Aim of the task |
Except for the images, repeat the entries below word for word.

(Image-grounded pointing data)

↓

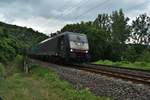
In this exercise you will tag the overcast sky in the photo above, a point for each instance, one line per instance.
(51, 15)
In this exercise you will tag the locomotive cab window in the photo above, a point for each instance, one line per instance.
(78, 41)
(61, 43)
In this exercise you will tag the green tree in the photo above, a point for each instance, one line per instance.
(141, 30)
(120, 32)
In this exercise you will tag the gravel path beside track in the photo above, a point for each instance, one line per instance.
(102, 85)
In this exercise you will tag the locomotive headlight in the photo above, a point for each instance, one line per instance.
(71, 50)
(86, 51)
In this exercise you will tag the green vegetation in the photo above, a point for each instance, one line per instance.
(108, 36)
(126, 64)
(16, 40)
(39, 84)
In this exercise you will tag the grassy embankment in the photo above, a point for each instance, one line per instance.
(39, 84)
(125, 64)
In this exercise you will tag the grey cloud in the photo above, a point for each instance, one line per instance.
(64, 11)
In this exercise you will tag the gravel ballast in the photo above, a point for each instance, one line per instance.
(101, 85)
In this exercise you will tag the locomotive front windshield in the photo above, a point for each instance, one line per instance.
(78, 41)
(78, 38)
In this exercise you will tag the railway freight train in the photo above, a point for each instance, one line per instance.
(67, 46)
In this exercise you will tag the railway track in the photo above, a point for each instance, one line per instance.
(135, 78)
(139, 78)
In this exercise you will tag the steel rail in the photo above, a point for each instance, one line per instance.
(139, 79)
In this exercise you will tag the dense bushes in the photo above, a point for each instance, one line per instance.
(2, 71)
(109, 37)
(16, 40)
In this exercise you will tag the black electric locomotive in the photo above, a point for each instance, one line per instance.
(67, 46)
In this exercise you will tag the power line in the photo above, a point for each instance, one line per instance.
(76, 7)
(91, 9)
(137, 6)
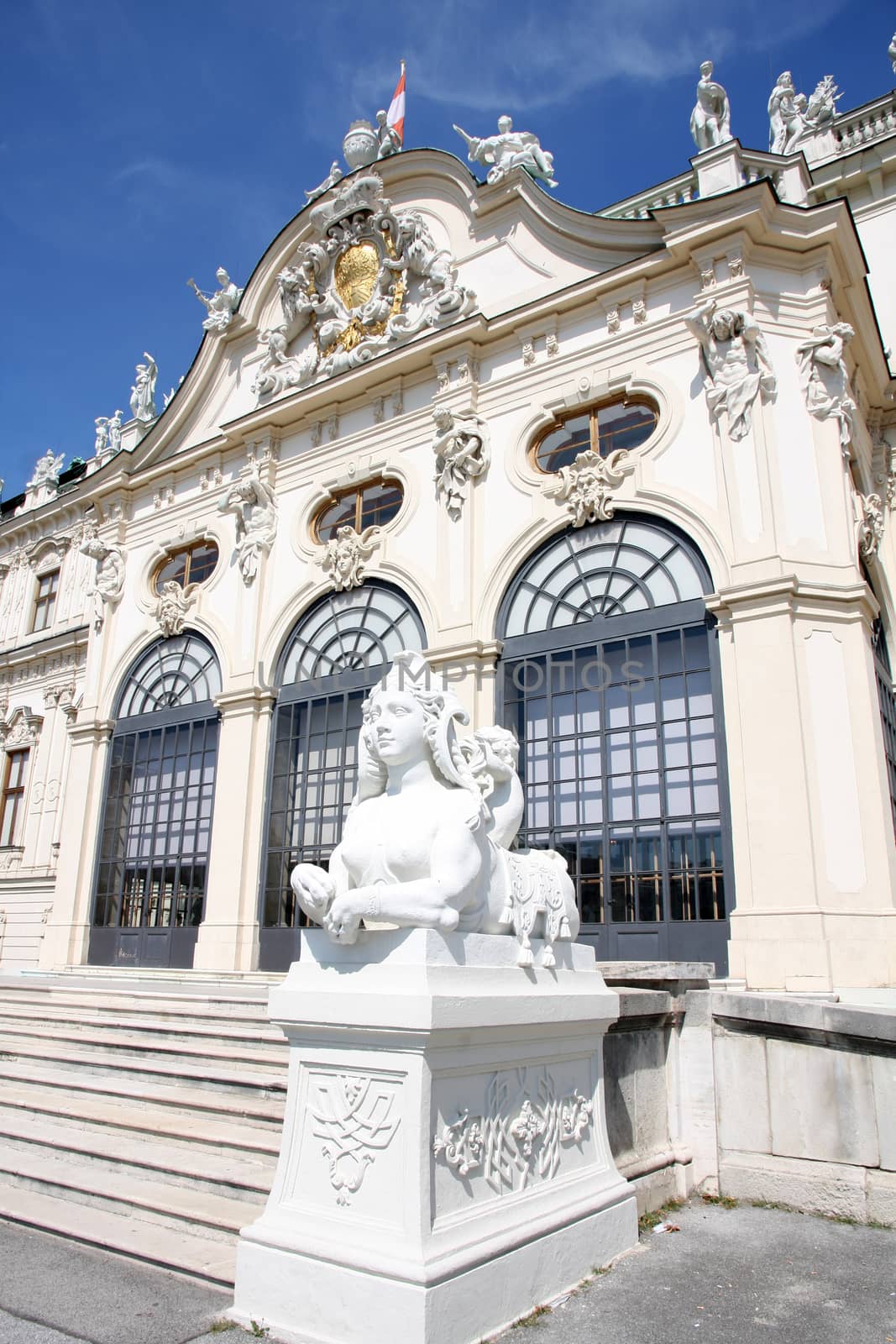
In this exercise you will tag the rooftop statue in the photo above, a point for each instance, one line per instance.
(711, 118)
(222, 304)
(332, 178)
(506, 151)
(792, 116)
(426, 839)
(736, 363)
(143, 394)
(114, 432)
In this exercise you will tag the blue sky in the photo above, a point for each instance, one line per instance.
(144, 144)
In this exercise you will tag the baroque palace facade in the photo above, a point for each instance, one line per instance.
(626, 479)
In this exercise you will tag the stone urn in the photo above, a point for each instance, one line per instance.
(362, 144)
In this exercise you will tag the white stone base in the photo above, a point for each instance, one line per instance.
(372, 1233)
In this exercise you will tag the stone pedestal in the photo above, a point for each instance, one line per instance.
(445, 1162)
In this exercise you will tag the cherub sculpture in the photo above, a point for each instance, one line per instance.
(506, 151)
(222, 304)
(825, 378)
(463, 452)
(344, 555)
(255, 510)
(736, 363)
(711, 118)
(143, 394)
(426, 839)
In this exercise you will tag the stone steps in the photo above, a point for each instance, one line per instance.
(187, 1253)
(141, 1121)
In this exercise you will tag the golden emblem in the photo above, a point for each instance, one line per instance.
(355, 275)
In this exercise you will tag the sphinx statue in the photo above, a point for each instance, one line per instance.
(426, 839)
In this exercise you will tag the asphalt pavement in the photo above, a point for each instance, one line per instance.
(726, 1276)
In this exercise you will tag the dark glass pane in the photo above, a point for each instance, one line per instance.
(624, 427)
(563, 445)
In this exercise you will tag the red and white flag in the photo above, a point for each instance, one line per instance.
(396, 116)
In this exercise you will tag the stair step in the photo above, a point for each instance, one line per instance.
(251, 1032)
(129, 1043)
(219, 1216)
(265, 1079)
(187, 1253)
(194, 1167)
(265, 1109)
(96, 1113)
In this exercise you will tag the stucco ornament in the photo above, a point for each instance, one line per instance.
(587, 486)
(332, 178)
(871, 526)
(426, 839)
(736, 363)
(344, 555)
(221, 306)
(506, 151)
(45, 480)
(254, 507)
(463, 452)
(825, 380)
(143, 394)
(170, 611)
(365, 280)
(109, 578)
(711, 118)
(792, 116)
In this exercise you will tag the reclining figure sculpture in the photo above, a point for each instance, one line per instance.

↑

Finished exercise |
In this exercise you will tag the overcast sky in the photo above, a point for each instance, one line per instance.
(51, 15)
In this exercise you will tag the locomotive cab window in the photo above, a point for each instance, one line per instance.
(78, 41)
(61, 43)
In this exercise you will tag the green tree in the photo above, a point for each instance, one line per instance.
(141, 30)
(120, 32)
In this exercise you will tag the gravel path beside track in the photo above, a point for each instance, one line per instance.
(102, 85)
In this exercise you will tag the locomotive headlight in the photo above, a point for each instance, one line per instance.
(71, 50)
(86, 51)
In this exercise you will tag the green vegetation in the photo above, a point for each instance, one line per instance.
(108, 36)
(126, 64)
(16, 40)
(39, 84)
In this exercise you will tag the grassy embankment in the photo above, a point for each instance, one line per instance.
(39, 84)
(125, 64)
In this exercise you will tag the grey cloud in the photo above, a point for each instance, one line per instance.
(64, 11)
In this exercise you will tag the gravel ballast in the photo above, a point for each instance, one line per instance.
(101, 85)
In this exercise you will tag the locomotive front windshield in the photo above, a point for each instance, one line per instance.
(78, 41)
(78, 38)
In this exercise you will tag the railway freight train in the photo above, a point for each instance, one line per instance.
(67, 46)
In this exercise you will tag the railway track in the photo above, a point for each instance, one line per instance.
(135, 78)
(139, 78)
In this exercise you will tag the steel rail in the photo above, a point for each instance, one line per instance.
(139, 79)
In this exercise you will tag the dense bushes in the photo above, a point for each instance, one line per instance.
(2, 71)
(109, 37)
(16, 40)
In this exercise you will tag the black electric locomotive in the photo above, a point for each instance, one line per instance.
(67, 46)
In this exercise you will tag the power line in the photo above, a point for each instance, one line per instance.
(76, 7)
(91, 9)
(137, 6)
In this exercise you will tag the rooftop statue in the photo above, a point for each instance, one line per instance.
(711, 118)
(222, 304)
(332, 178)
(506, 151)
(792, 116)
(426, 839)
(736, 363)
(143, 394)
(114, 432)
In this exercise you will tag the blue sky in the photo above, a point for each instance, one line per instance.
(144, 144)
In this exercise you will tag the baroque palace facade in the photo above, a point for each instance, one line per instance.
(626, 479)
In this exercise you will tag the stone urn in the photo above, a point for each instance, one line per instance.
(362, 144)
In this exercise you will tag the white stone base in the photo above, a point for each instance, one line per instance.
(372, 1233)
In this exercise you will tag the stone pedestal in the photo above, a point for each instance, one line per instance.
(445, 1162)
In this exercise you will tag the cherub sculpture in the photo above, a point for each instance, one line per instance.
(506, 151)
(222, 304)
(825, 378)
(463, 452)
(344, 555)
(255, 510)
(736, 363)
(711, 118)
(143, 394)
(426, 839)
In this exercise you will tag the stone steps in the photo above, a point for each instance, one line per instance.
(187, 1253)
(141, 1121)
In this exercise you will tag the golden emblem in the photo above, a point for each instance, one line per instance.
(355, 275)
In this exercise you will tag the sphinx statue in the photo above, a point for each instance, one line per instance.
(426, 839)
In this exercise you will tag the asphalt pavement in the photo above, a point for each instance, one line per instance.
(726, 1276)
In this exercise you will tag the dark glass pane in the photo above, a point for each instance, one line per instance.
(624, 427)
(563, 445)
In this exercise you will tag the red and white flag in the photo above, a point for each instance, one line per instance.
(396, 116)
In this exercise you will tag the stair step in the photo above, a point for each instance, one line per instance.
(251, 1032)
(129, 1043)
(219, 1216)
(265, 1079)
(187, 1253)
(194, 1167)
(265, 1109)
(96, 1113)
In this exercise you will tag the stucco ornament in the photo above, a point for each instance, one line per instance.
(587, 486)
(332, 178)
(871, 526)
(426, 839)
(736, 363)
(344, 555)
(221, 306)
(506, 151)
(45, 480)
(254, 507)
(463, 452)
(825, 380)
(143, 394)
(170, 611)
(365, 280)
(109, 578)
(711, 118)
(792, 116)
In this exercise you will tag the reclining figure sculpture in the photo above, a point for each instance, one line per instance.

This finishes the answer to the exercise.